- Consigne 1: Pour chaque affirmation, dites si elle concorde avec l'article sur la décarbonation des supply chains, en répondant par oui ou non et en citant les mots de l'article qui tranchent. (a) Le Club Supply Chain a réuni une vingtaine de directeurs et directrices supply chain à Lyon. (b) La citation d'Henri de Castries remonte à 2015. (c) La plupart des directeurs supply chain exploitent déjà des leviers coûteux à mettre en œuvre.
- Consigne 2: Reproduisez à l'identique le passage de l'article sur la décarbonation des supply chains qui s'ouvre sur les mots contenant « Le Club Supply » et se ferme sur « mettre en œuvre. ».

Stratégie supply

Jusque quand les directeurs supply chain pourront-ils décarboner sans budget ?


Le Club Supply Chain a réuni une vingtaine de directeurs et directrices supply chain à Paris, le jeudi 26 juin autour de cette question : « quel budget pour décarboner vos supply chain ? ». Si, pour l’instant, la plupart exploitent encore des leviers qui dégagent des économies les trajectoires de décarbonation exigeront bientôt des leviers plus coûteux à mettre en œuvre.

Jusque quand les directeurs supply chain pourront-ils décarboner sans budget ?
Jusque quand les directeurs supply chain pourront-ils décarboner sans budget ?

Il fallait un directeur RSE d’une grande compagnie d’assurance pour donner le ton d’un débat entre directeurs supply chain. Invité exceptionnel, ce dernier a rappelé la citation de l’ancien PDG d’AXA, Henri de Castries qui « un monde à +2 °C pourrait encore être assurable, un monde à 4 °C ne le serait certainement plus ». Une prophétie émise en 2015. Dix ans plus tard, alors que l’on se projette à +3,5 degrés, il devient difficile de détourner le regard. Reste la question du comment faire.

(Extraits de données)
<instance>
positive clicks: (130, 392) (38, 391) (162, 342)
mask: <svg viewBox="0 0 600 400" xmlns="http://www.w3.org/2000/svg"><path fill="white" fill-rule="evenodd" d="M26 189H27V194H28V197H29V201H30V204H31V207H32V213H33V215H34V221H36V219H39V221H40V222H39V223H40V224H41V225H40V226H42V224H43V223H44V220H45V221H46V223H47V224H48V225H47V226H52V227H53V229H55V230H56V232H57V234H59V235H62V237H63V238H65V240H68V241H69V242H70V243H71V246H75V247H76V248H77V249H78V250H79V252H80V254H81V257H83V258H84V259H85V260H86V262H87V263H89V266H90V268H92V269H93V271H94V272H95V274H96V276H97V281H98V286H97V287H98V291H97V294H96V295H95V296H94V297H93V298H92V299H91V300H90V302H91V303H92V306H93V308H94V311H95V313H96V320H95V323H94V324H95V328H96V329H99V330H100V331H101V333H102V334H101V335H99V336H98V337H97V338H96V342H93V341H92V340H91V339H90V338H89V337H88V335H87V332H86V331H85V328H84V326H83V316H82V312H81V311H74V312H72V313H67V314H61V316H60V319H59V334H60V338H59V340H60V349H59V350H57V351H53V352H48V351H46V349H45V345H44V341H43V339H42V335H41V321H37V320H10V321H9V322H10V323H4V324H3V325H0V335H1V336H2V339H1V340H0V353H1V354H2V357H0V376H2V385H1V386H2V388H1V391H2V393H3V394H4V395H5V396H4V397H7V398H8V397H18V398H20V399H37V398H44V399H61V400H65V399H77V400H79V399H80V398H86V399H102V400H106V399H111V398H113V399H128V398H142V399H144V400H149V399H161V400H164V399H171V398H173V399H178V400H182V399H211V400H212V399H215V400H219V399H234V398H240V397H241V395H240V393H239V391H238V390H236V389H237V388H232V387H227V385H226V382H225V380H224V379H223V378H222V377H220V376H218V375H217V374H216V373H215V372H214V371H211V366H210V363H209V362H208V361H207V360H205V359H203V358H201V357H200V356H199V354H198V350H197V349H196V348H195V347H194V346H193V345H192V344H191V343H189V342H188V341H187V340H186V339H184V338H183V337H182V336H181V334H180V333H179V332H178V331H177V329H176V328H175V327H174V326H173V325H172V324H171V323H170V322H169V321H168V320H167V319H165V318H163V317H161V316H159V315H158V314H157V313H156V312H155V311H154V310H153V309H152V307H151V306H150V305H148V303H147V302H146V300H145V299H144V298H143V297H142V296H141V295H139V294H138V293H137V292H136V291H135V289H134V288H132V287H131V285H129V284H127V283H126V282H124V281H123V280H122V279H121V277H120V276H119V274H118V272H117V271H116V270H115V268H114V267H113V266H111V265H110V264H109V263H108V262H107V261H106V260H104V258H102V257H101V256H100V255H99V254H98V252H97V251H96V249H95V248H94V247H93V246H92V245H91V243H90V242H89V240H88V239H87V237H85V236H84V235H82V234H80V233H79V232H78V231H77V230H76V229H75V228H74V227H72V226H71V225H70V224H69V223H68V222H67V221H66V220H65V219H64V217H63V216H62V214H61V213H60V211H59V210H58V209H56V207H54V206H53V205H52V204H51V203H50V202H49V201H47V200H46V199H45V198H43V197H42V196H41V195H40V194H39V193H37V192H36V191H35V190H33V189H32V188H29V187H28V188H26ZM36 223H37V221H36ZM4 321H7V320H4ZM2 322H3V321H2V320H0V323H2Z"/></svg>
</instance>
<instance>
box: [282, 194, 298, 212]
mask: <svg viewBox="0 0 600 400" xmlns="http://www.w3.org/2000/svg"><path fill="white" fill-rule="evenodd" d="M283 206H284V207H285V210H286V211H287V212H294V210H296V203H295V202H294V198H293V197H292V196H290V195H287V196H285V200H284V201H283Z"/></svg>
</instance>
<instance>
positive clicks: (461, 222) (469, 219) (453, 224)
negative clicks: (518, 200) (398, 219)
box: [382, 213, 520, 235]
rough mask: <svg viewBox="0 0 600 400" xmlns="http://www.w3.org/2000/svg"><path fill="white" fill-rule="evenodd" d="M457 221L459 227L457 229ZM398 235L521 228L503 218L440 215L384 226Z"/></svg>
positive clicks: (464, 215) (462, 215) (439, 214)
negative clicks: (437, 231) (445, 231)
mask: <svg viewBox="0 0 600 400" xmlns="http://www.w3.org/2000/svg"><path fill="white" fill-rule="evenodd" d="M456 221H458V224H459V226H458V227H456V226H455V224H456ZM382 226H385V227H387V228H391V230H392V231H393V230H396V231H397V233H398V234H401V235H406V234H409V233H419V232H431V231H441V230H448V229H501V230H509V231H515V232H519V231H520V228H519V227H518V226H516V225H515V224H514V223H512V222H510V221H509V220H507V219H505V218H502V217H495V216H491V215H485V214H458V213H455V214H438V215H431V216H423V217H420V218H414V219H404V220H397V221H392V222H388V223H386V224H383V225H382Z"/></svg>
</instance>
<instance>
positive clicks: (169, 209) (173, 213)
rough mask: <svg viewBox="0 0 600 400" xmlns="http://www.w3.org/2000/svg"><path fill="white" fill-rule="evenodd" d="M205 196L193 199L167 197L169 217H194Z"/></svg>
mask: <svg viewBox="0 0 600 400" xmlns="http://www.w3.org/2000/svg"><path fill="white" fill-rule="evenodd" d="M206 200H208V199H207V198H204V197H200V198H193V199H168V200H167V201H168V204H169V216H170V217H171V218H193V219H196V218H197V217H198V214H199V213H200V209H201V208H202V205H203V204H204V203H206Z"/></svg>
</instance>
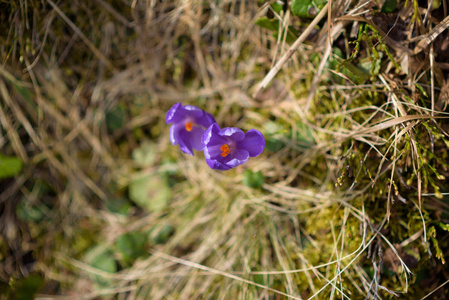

- Réponse 1:
(a) Non : « à Paris, le jeudi 26 juin ».
(b) Oui : « Une prophétie émise en 2015. »
(c) Non : « la plupart exploitent encore des leviers qui dégagent des économies ».

- Réponse 2:
Le Club Supply Chain a réuni une vingtaine de directeurs et directrices supply chain à Paris, le jeudi 26 juin autour de cette question : « quel budget pour décarboner vos supply chain ? ». Si, pour l’instant, la plupart exploitent encore des leviers qui dégagent des économies les trajectoires de décarbonation exigeront bientôt des leviers plus coûteux à mettre en œuvre.